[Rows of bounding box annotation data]
########################################

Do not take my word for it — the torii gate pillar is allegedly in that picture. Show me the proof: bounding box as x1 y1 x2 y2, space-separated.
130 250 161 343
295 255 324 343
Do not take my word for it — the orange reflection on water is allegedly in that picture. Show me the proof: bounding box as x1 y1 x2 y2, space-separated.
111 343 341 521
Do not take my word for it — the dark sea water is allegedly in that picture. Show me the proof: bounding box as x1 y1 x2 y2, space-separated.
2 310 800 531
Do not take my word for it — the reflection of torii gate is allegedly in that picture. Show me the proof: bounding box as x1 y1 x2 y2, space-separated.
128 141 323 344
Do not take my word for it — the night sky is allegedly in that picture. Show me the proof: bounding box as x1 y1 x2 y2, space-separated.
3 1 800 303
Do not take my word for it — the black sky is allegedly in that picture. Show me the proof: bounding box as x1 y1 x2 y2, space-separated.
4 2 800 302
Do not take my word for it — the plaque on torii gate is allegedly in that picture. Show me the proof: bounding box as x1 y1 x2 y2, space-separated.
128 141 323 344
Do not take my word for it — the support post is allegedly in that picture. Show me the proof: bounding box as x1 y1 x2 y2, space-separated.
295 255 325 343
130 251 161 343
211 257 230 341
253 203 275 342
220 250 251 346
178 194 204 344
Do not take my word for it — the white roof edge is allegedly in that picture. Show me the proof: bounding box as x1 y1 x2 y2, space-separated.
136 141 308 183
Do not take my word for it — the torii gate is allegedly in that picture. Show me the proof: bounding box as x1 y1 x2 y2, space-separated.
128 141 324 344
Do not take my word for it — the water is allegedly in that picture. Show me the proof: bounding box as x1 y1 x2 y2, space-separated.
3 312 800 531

########################################

Locate every line in the listing above that contains the word "pillar", and copy each such line in full.

**Written answer:**
Do not take my word for it — the torii gate pillar is allegedly in that picture. Show me the proof: bounding box as x1 y1 x2 y2, space-separated.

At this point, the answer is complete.